::: Texto base :::

El museo que guarda los rostros de luna

Moderno edificio del Macco, inaugurado en 2015 en la ciudad de El Coca.
Moderno edificio del Macco, inaugurado en 2015 en la ciudad de El Coca. Darío Herrera / Macco. Fotografías Cortesía Macco.

El Museo Arqueológico de Orellana exhibe la mejor colección de piezas de los omaguas, que floreció en la Amazonía hasta la llegada de los españoles.

A orillas del río Napo, en la ciudad de El Coca, hay un gran tesoro: el pasado precolombino de los pueblos amazónicos. Está en un bello edificio construido especialmente para albergarlo. El Museo Arqueológico y Centro Cultural de Orellana (Macco) se inauguró en 2015 y es uno de los más importantes del país, pues contiene piezas únicas que dan cuenta de la selva habitada desde tiempos prehispánicos por un pueblo navegante, guerrero y comerciante: los omaguas.

:::

• **Qué se pide**: Reproduce literalmente el fragmento del texto sobre el museo de Orellana que empieza en "A orillas del" y termina en "comerciante: los omaguas.".

::: Contenido del conjunto :::

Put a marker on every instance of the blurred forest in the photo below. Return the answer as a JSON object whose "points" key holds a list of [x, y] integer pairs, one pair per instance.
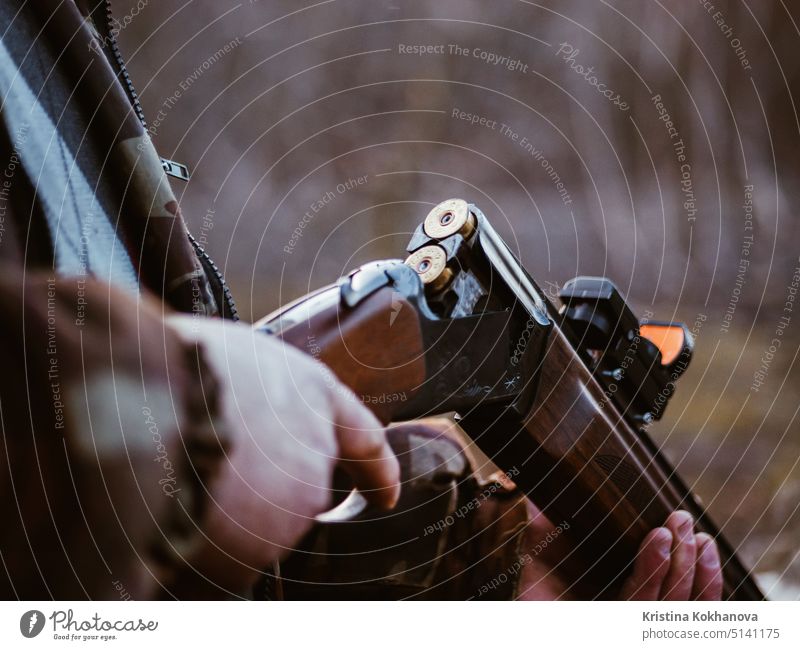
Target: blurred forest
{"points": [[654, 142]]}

:::
::: Contenido del conjunto :::

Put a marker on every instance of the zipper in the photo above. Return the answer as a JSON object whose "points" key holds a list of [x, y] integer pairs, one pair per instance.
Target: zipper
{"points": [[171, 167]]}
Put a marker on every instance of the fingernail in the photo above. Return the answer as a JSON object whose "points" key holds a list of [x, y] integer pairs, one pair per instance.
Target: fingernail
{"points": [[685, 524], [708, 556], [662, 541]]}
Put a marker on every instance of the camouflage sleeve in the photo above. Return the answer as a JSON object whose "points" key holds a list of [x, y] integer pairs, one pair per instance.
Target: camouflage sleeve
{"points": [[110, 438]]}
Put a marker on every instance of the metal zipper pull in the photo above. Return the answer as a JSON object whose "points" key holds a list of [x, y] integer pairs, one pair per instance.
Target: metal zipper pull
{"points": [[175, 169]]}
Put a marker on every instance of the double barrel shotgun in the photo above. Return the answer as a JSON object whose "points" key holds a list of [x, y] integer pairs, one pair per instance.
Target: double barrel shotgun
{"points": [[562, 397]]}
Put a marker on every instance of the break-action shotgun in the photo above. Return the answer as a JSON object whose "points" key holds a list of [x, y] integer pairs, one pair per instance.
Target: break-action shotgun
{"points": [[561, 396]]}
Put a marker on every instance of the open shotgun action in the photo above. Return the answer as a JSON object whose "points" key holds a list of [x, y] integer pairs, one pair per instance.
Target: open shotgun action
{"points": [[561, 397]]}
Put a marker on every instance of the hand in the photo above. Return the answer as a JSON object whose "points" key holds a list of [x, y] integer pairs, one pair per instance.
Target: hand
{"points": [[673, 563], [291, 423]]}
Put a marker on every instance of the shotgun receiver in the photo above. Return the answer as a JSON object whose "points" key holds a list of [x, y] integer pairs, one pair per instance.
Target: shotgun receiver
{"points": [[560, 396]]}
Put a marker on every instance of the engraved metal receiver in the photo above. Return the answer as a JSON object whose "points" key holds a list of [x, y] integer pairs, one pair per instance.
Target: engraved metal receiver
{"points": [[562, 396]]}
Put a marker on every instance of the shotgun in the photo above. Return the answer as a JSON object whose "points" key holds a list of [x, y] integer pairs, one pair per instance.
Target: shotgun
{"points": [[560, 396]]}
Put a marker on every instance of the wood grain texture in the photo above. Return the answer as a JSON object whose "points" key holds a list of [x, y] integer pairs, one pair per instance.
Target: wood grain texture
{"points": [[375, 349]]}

:::

• **Solución propuesta**:
A orillas del río Napo, en la ciudad de El Coca, hay un gran tesoro: el pasado precolombino de los pueblos amazónicos. Está en un bello edificio construido especialmente para albergarlo. El Museo Arqueológico y Centro Cultural de Orellana (Macco) se inauguró en 2015 y es uno de los más importantes del país, pues contiene piezas únicas que dan cuenta de la selva habitada desde tiempos prehispánicos por un pueblo navegante, guerrero y comerciante: los omaguas.